**Tasks to complete**
A: Summarize the forum thread about IPv6 problems after the 24.7.2 update in two sentences.
B: Transcribe the forum thread starting with "at first i attempted, as" and going on through "some unknown reason.".
[Start Selected text]
24.7.2 IPv6 woes

Started by CruxtheNinth, August 26, 2024, 08:28:06 AM

Previous topic - Next topic
Good Morning,

since the 24.7.2 update there is something odd with IPv6.
Besides that it takes incredibly long for DHCP6 on WAN to get an IP (for my ISP Deutsche Glasfaser  it can take normally 30 - 60 minutes but with 24.7.2 it takes multiple hours) something else is off.

Directly after the GUA is assigned IPv6 seems to work normally i.e ping6 google.de works, various ipv6 test websites show all is well.

After a few hours, seemingly random, IPv6 stops working. The GUA is still assigned, all Clients have an IP but traffic is no longer processed.

Looking at the Firewall log it seems all traffic originating from the GUA inside my network is dropped outbound on LAN with a state violation.








There is a test kernel for the ICMPv6 instabilities introduced in 24.7.1:

https://github.com/opnsense/src/issues/218#issuecomment-2308039278

# opnsense-update -zkr 24.7.2-nd


Cheers,
Franco

Quote from: franco on August 26, 2024, 08:31:22 AM
There is a test kernel for the ICMPv6 instabilities introduced in 24.7.1:

https://github.com/opnsense/src/issues/218#issuecomment-2308039278

# opnsense-update -zkr 24.7.2-nd


Cheers,
Franco

Thanks Franco, as a matter of fact i had this Kernel running already but it did not resolve the issue, so i reverted back to 24.7.2 default kernel to not mix up potential topics and issues before creating this post.

I can upgrade to 24.7.2-nd again and take some captures if needed

The other thing people mentioned was:

# opnsense-revert -z dhcp6c

(and clean reboot)

However, both changes done to dhcp6c were done on edge cases and should improve recovery behaviour which for DG it may not? I'll need logs on the bad version to make sense of it.


Cheers,
Franco

Quote from: franco on August 26, 2024, 08:39:37 AM
The other thing people mentioned was:

# opnsense-revert -z dhcp6c

(and clean reboot)

However, both changes done to dhcp6c were done on edge cases and should improve recovery behaviour which for DG it may not? I'll need logs on the bad version to make sense of it.


Cheers,
Franco


Thank you, i will test later this afternoon. If you need any debugs / pcaps / logs with the "bad" version please let me know what exactly you need.

Interfaces: Settings: IPv6 DHCP Log level "Info". The problem appears on the renew more often than initially although reports have been unclear to me so far. Setting this option needs a reboot too. So switch to bad version before reboot (opnsense-revert -r 24.7.2 dhcp6c). Let me have the system log when this stopped renewing correctly to inspect what is going on. I'm assuming the ISP has a stricter policy on ordering DHCP and DHCPv6 requests which could be annoying because there is no way to tell from the system.

My issue as of now is fully resolved with running:

opnsense-revert -r 24.7.1 dhcp6c
opnsense-update -zkr 24.7.2-nd

observation:

at first i attempted, as you wrote, with opnsense-revert -z dhcp6c, which installed dhcp6c-20240820 which also had no effect on the problem whatsoever.

Trying to get some logs with the 24.7.2: opnsense-revert -r 24.7.2 dhcp6c also installed dhcp6c-20240820 so i figured the previous attempted revert failed for some unknown reason.
[End Selected text]
[Start Given information]
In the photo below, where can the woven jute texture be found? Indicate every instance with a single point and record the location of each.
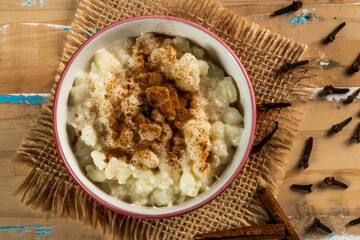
[End Given information]
**Expected answers**
A: After the 24.7.2 update, a user found that DHCP6 on WAN took multiple hours to get an IP and that IPv6 stopped working after a few hours, with the firewall log showing traffic from the GUA dropped outbound on LAN with a state violation. Franco suggested a test kernel and a dhcp6c revert, and the user's issue was fully resolved by reverting dhcp6c to 24.7.1 and running the 24.7.2-nd kernel.

B:
at first i attempted, as you wrote, with opnsense-revert -z dhcp6c, which installed dhcp6c-20240820 which also had no effect on the problem whatsoever.

Trying to get some logs with the 24.7.2: opnsense-revert -r 24.7.2 dhcp6c also installed dhcp6c-20240820 so i figured the previous attempted revert failed for some unknown reason.